◆ Consigna:
Continúa el texto sobre la necesidad humana de contacto físico a partir de su última oración.

◆ Fragmento del documento:

-*-*-

13 Enero 2019

Por Inés Páez de la Torre.-

“Crash”, la película estadounidense de 2005 dirigida por Paul Haggis, empieza con una dramática declaración por parte del detective Graham Waters –interpretado por Don Cheadle- quien, en el interior de un auto, conversa con Ria, su compañera de ronda (acaban de chocar con una conductora asiática que, afuera, grita enfurecida): “En cualquier ciudad real, caminás, pasás por delante de la gente y la gente se topa con vos. En Los Angeles, nadie te toca. Estamos siempre detrás de este metal y vidrio. Creo que extrañamos tanto ese contacto que chocamos entre nosotros solo para poder sentir algo”.

Las melancólicas palabras del detective remiten a una necesidad humana muy básica: la de contacto físico. Al respecto, existe muchísima evidencia científica, empezando por los famosos trabajos del psicoanalista austro-estadounidense René Spitz llevados a cabo en los años cuarenta en bebés criados en un orfanato. Estos bebés habían sido alejados drásticamente de sus madres, luego de haber tenido una relación normal con ellas. Aunque recibieran alimento, el hecho de no ser tocados, acariciados, besados… hacía que se deprimieran, porque no se sentían queridos (Spitz habló de “depresión anaclítica”). No querían comer, sus rostros se volvían inexpresivos, no lloraban. A su manera, demostraban que preferían no vivir en esas condiciones. Si la privación se extendía, el cuadro evolucionaba hasta lo que él denominó “hospitalismo”, un síndrome con consecuencias irreversibles que podía conducirlos a la muerte.

-*-*-

◆ Datos sin procesar:
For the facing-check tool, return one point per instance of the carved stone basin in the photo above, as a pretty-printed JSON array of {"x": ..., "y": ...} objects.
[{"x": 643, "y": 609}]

-*-*-

◆ Respuesta del ejercicio:
Beneficios

Muchos otros estudios revelan los beneficios del contacto físico. Los abrazos prolongados, por ejemplo, disparan la liberación de oxitocina, la “hormona del apego”, que genera además una sensación de bienestar y mejora la función inmunitaria.

Pero más allá de estos fundamentos químicos, todos hemos experimentado las bondades de la cercanía física amorosa con alguien que queremos: una mano en el hombro, una caricia en el pelo, un apretón de manos, un masaje reconfortante en la espalda. De alguna manera, este “pasaje al cuerpo”, aunque sea por unos segundos, nos saca de la mente, la aquieta, devolviéndonos al aquí y ahora. Casi como una meditación, que produce un efecto relajante y que, además, facilita una conexión más profunda y verdadera con el otro, menos superficial. De hecho, frente a ciertas situaciones dolorosas, las palabras sobran y sólo cabe expresarnos a través de un buen abrazo.

“Prohibido tocar”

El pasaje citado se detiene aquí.